Given data

____________

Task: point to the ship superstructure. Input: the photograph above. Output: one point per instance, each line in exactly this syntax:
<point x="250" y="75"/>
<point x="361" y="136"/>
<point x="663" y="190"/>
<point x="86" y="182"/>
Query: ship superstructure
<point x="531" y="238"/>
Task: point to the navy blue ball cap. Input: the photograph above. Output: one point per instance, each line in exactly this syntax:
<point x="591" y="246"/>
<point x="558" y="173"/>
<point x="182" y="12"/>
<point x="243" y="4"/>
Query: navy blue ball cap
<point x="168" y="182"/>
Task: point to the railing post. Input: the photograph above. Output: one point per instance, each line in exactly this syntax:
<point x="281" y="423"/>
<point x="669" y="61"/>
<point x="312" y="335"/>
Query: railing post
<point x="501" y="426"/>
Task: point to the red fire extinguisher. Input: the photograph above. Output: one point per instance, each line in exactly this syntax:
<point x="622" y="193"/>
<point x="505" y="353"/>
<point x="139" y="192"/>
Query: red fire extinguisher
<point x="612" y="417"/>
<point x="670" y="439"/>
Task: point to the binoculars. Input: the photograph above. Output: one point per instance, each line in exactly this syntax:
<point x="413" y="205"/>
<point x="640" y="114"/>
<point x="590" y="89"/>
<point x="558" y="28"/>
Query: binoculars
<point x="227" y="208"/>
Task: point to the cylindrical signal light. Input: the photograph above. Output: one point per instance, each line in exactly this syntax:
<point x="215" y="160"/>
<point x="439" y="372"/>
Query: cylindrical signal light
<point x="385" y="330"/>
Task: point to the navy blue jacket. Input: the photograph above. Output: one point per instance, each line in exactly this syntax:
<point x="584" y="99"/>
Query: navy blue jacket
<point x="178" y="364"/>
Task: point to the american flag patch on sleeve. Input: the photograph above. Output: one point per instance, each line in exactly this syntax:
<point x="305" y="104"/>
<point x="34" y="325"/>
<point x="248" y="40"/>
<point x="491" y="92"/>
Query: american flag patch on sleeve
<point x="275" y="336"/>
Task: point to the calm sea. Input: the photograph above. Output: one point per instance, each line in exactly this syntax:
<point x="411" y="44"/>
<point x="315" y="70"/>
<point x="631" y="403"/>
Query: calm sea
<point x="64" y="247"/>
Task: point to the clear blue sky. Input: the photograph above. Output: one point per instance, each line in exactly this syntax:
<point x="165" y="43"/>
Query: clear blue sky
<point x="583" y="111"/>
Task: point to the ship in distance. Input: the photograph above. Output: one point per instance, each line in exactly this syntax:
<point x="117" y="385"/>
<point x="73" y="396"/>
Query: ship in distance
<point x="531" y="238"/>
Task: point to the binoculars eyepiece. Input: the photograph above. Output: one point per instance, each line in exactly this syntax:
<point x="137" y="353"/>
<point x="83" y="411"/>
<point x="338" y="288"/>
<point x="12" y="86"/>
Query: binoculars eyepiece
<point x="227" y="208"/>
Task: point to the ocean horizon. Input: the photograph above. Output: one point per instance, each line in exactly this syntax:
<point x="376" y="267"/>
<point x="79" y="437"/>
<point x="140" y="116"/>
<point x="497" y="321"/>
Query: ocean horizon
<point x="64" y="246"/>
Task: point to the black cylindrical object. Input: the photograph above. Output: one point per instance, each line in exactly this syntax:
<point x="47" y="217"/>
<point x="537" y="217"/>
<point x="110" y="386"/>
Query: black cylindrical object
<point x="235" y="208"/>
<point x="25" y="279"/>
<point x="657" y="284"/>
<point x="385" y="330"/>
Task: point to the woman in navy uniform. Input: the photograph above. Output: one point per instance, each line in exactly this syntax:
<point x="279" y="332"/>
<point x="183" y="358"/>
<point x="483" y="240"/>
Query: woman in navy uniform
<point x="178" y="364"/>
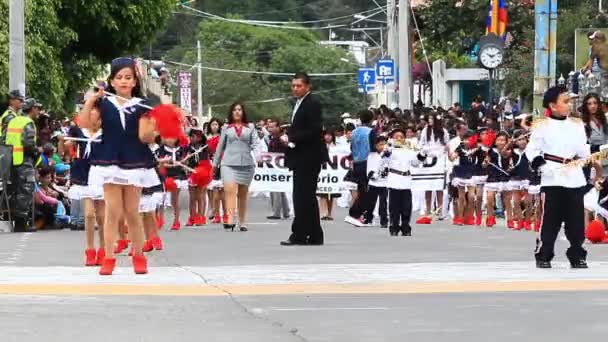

____________

What you have to do
Leave out the pictures and set down all of the data exactly.

Written solution
Task: point to the ship superstructure. Input: the photograph above. Output: one point per instance, each line in exactly this syntax:
<point x="250" y="75"/>
<point x="361" y="136"/>
<point x="663" y="190"/>
<point x="86" y="182"/>
Query: ship superstructure
<point x="531" y="238"/>
Task: point to the navy blue ball cap. Input: the photograph above. Output: one point per instance, each line in exactly this syntax:
<point x="591" y="246"/>
<point x="558" y="173"/>
<point x="182" y="12"/>
<point x="243" y="4"/>
Query: navy blue ball cap
<point x="168" y="182"/>
Task: point to the railing post. Input: the photograph above. Output: one point per instance, each line in exactly this syntax:
<point x="281" y="423"/>
<point x="669" y="61"/>
<point x="312" y="335"/>
Query: railing post
<point x="501" y="426"/>
Task: point to the red fire extinguisher. Input: the photograph above. Output: one point per instance, each line in exactly this syntax:
<point x="622" y="193"/>
<point x="505" y="353"/>
<point x="139" y="192"/>
Query: red fire extinguisher
<point x="612" y="417"/>
<point x="670" y="439"/>
Task: point to the binoculars. Input: the photograph above. Output: one point per instance, each line in exactly this syntax:
<point x="413" y="205"/>
<point x="640" y="114"/>
<point x="590" y="89"/>
<point x="558" y="28"/>
Query: binoculars
<point x="227" y="208"/>
Task: point to the cylindrical signal light. Input: the photograph above. Output: one point per instance, each line in exactly this syntax:
<point x="215" y="160"/>
<point x="439" y="372"/>
Query: cylindrical signal light
<point x="385" y="330"/>
Task: point to the navy blue jacket. Input: the photograph above. Output: one point per instance, each line in exactly this syntax:
<point x="584" y="99"/>
Query: navy blue jacket
<point x="178" y="364"/>
Task: point to the american flag patch on sleeve. Input: the photograph above. Output: one point per instance, each line in exactly this syntax:
<point x="305" y="104"/>
<point x="34" y="325"/>
<point x="248" y="40"/>
<point x="491" y="92"/>
Query: american flag patch on sleeve
<point x="275" y="336"/>
Task: point to the calm sea. Input: the photograph above. Output: one point per instance, each line in exactly this syntax:
<point x="411" y="44"/>
<point x="315" y="70"/>
<point x="631" y="403"/>
Query: calm sea
<point x="64" y="247"/>
Task: point to the clear blue sky. Input: the photograph above. Output: one point per instance, each line in exactly this syntax:
<point x="165" y="43"/>
Query: clear blue sky
<point x="583" y="111"/>
Task: point to the ship in distance. Input: the photograph above. Output: one point per instance, each line in exactly this syntax:
<point x="117" y="385"/>
<point x="73" y="396"/>
Query: ship in distance
<point x="531" y="238"/>
Task: point to the binoculars eyepiece. Input: the photograph above. Output: one point per instance, each line in exactly this syntax:
<point x="137" y="353"/>
<point x="83" y="411"/>
<point x="338" y="288"/>
<point x="12" y="86"/>
Query: binoculars eyepiece
<point x="227" y="208"/>
Task: point to the ocean horizon. Input: the photograph above. Output: one point per instance, each line in exactly this syntax:
<point x="376" y="267"/>
<point x="79" y="437"/>
<point x="140" y="116"/>
<point x="497" y="321"/>
Query: ocean horizon
<point x="64" y="246"/>
Task: point to the black cylindrical object. Input: the photograph above. Output: one point per instance, each line in exactly this syntax:
<point x="47" y="217"/>
<point x="537" y="217"/>
<point x="110" y="386"/>
Query: black cylindrical object
<point x="235" y="208"/>
<point x="25" y="279"/>
<point x="657" y="284"/>
<point x="385" y="330"/>
Task: point to the woman in navy uniform. Input: the photograph above. Output: one point per instance, each line in exactly this syntax:
<point x="279" y="332"/>
<point x="183" y="358"/>
<point x="483" y="240"/>
Query: woman in navy uniform
<point x="178" y="364"/>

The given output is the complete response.